━━━━━ RECORD EXCERPTS

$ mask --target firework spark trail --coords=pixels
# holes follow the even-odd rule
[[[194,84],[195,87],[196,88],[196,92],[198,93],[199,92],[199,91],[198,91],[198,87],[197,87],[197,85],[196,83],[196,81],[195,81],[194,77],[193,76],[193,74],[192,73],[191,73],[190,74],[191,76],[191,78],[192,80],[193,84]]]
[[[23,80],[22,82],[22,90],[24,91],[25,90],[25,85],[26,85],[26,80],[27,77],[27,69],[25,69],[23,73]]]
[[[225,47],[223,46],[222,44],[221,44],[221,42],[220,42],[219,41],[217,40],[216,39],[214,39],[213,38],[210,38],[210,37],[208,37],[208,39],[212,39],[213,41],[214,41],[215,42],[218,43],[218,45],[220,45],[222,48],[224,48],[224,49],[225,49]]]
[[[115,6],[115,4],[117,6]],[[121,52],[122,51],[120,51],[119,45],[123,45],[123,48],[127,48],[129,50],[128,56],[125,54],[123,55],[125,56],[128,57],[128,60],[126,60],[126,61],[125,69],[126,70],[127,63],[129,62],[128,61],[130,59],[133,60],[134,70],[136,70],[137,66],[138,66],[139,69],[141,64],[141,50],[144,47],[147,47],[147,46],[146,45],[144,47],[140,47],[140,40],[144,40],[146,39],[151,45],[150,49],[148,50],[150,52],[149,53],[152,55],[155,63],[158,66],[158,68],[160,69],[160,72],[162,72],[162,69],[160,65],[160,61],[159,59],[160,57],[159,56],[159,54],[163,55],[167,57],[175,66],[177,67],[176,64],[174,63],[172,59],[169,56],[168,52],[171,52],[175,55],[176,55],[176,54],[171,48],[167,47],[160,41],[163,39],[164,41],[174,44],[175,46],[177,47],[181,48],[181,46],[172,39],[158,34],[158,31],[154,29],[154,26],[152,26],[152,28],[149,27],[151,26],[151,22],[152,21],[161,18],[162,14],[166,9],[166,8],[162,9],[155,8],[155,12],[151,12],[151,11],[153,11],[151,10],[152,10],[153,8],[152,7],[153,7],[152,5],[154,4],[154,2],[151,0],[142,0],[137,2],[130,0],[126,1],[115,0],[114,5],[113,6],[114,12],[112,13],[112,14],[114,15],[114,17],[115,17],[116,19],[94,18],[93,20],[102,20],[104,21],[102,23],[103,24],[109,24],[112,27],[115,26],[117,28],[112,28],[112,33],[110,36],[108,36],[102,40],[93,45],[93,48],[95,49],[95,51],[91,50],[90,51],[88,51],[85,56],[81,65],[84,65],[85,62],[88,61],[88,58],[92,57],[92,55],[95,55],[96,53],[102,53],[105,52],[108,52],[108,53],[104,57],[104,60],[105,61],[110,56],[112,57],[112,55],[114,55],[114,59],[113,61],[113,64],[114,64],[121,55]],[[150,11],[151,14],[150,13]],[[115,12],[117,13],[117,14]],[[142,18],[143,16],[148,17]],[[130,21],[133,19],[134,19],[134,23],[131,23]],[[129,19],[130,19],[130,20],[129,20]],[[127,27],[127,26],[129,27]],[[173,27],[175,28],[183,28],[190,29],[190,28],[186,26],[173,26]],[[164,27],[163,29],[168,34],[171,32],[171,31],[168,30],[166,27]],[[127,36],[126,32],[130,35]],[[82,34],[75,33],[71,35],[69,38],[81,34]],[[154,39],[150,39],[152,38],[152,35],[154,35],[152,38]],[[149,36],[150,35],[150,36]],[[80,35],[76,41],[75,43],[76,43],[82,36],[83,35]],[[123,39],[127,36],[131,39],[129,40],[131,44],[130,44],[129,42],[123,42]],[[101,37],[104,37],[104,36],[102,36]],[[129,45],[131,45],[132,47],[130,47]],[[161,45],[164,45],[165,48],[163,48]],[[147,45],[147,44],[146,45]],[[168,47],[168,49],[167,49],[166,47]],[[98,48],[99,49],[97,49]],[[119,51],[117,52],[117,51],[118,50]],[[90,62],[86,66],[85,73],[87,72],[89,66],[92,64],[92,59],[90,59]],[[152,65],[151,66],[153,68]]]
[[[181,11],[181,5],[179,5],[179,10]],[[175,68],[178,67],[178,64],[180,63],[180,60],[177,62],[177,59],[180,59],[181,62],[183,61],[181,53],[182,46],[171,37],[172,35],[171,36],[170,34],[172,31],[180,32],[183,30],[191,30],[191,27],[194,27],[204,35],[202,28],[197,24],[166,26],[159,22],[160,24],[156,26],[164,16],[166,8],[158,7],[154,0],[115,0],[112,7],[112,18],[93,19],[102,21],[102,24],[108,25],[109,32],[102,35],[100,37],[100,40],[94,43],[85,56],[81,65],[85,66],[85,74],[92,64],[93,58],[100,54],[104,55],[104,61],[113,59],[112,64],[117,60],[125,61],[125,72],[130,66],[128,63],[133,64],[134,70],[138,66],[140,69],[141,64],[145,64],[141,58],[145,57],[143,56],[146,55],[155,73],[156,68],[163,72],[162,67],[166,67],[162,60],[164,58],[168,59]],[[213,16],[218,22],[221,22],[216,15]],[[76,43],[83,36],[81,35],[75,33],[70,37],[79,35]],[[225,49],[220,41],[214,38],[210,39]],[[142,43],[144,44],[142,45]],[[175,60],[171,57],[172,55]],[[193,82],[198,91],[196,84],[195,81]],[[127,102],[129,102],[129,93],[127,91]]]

━━━━━━━━━━

## [REQUIRED TASK]
Find every line in the items above that contains the string "firework", treating uppercase and lowercase as different, and copy each of those lines.

## [OUTPUT]
$ mask --target firework spark trail --coords=pixels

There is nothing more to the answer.